SELECTED PASSAGE:
Although the charge we expect to record in Q3 is non-cash, it represents the current fair market value of the swap or that is to say the net present value of the expected monthly cash payments over the remaining 3-plus year term of the swap.
Just to be clear, we are leaving the swap in place at this time, and it is important to note that we will continue to enjoy the economic benefits of fixed rate debt in a rising rate environment over the life of the swap.
Unlike the many early extinguishment charges we have taken through other income or expense over the last 2 years, this one time charge will be recorded in interest expense.
Going forward, proper hedge accounting also requires that the changes to the fair market value of the swap be recorded against interest expense.
I wanted to alert you to this circumstance so that you could better assess the pro forma financial impact as you update your financial models.
Slide 14 is guidance for 2004.
Today, we are raising our full year 2004 guidance primarily to reflect our recent acquisition activity.
That guidance along with our view of Q3 2004 is depicted on this slide.
Thank you.
And with that, I will now turn it over to Richard.
C. Richard Reese - Chairman, Chief Executive Officer
Thank you John and good morning everybody.
I'm a little stretched today to find a heck of a lot to talk to you about that probably a theme of the future.
As I reflect, it's almost got to be ho-hum to grow a business 24% year over year and sit back and we take it for granted.
So I actually don't want to do that and I would like to start by thanking everybody in this Company who is working pretty hard.
But sometimes they make it look pretty easy to keep a business growing like we are.
And we are fortunate to be in the business we are in.
The business is running well.
It's a solid quarter.
Some things are up and some thing down but a good portfolio and I think by and large a business is running well.
The revenue grew 24%.
Margins are doing fine.
Our sales force, our effort we continue to invest in it and are growing our head count.
We are running right on plan pretty much on our expenses here and there.
And they are running ahead of their plans in terms of their performance.
We are gaining the momentum we'd hope to gain.
We will keep doing that as I said many times until we find the point of no return.
We are on the path, as I've said many times, to build a world class selling organization and we got a ways to go.

MATERIAL:
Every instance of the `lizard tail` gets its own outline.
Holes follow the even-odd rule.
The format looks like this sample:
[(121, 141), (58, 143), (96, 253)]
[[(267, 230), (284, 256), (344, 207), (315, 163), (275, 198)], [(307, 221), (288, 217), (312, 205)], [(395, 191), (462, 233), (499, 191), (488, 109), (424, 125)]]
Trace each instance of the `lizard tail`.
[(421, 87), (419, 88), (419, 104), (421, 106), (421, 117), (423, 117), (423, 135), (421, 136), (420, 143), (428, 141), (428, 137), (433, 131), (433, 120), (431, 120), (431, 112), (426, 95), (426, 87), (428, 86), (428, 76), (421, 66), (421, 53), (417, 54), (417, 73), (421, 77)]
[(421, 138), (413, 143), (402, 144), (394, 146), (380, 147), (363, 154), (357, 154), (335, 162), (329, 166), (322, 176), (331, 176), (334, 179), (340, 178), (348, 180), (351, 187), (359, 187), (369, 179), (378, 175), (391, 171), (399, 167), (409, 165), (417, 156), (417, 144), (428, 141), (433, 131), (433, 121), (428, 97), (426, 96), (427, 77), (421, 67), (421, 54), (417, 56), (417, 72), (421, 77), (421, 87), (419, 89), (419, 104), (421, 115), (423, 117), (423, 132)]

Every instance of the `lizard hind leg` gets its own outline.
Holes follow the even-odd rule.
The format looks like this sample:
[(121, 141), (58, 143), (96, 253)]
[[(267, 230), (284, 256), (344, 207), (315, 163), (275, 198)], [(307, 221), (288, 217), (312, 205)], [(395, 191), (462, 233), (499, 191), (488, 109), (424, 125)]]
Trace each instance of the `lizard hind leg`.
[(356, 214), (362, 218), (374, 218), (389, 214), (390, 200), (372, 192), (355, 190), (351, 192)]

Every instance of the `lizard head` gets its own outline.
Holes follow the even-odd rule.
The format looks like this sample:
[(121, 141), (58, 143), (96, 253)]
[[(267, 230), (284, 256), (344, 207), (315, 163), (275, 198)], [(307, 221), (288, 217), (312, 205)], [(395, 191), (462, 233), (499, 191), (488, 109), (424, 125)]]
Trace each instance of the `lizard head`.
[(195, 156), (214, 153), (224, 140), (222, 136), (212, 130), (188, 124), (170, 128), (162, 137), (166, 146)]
---
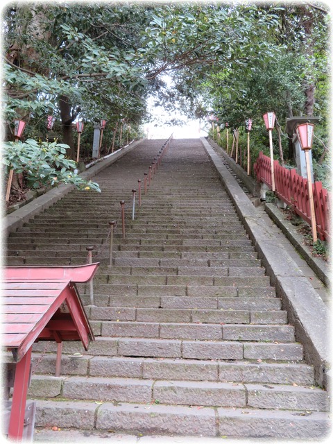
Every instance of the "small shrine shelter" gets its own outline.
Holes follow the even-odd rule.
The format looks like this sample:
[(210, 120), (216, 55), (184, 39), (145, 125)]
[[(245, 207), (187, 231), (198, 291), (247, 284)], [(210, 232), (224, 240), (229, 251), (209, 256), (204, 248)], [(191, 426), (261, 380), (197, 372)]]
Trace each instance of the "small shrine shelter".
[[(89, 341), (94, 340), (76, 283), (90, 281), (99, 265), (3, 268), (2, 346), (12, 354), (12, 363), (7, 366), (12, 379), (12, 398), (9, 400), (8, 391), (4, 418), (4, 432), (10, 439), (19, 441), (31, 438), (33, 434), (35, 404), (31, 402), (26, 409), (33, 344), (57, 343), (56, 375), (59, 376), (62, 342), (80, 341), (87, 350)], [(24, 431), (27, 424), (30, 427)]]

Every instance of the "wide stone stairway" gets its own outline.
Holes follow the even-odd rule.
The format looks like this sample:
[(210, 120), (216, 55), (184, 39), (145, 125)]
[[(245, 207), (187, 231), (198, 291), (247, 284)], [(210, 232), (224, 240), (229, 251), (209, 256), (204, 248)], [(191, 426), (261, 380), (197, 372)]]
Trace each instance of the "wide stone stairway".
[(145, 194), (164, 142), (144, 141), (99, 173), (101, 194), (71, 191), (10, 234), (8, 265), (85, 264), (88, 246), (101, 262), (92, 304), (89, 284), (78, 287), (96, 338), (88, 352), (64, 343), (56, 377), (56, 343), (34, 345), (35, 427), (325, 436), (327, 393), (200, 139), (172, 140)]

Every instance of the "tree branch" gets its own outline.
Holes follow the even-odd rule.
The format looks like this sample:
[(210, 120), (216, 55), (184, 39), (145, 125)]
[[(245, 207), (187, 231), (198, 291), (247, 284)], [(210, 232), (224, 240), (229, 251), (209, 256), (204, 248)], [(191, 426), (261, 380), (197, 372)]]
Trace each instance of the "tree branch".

YOUR INSTRUCTIONS:
Copy the earnings call excerpt from the words "Slide 14 is" through "of the future.", and replace "guidance" with "outlook".

RESULT FOR THIS EXERCISE:
Slide 14 is outlook for 2004.
Today, we are raising our full year 2004 outlook primarily to reflect our recent acquisition activity.
That outlook along with our view of Q3 2004 is depicted on this slide.
Thank you.
And with that, I will now turn it over to Richard.
C. Richard Reese - Chairman, Chief Executive Officer
Thank you John and good morning everybody.
I'm a little stretched today to find a heck of a lot to talk to you about that probably a theme of the future.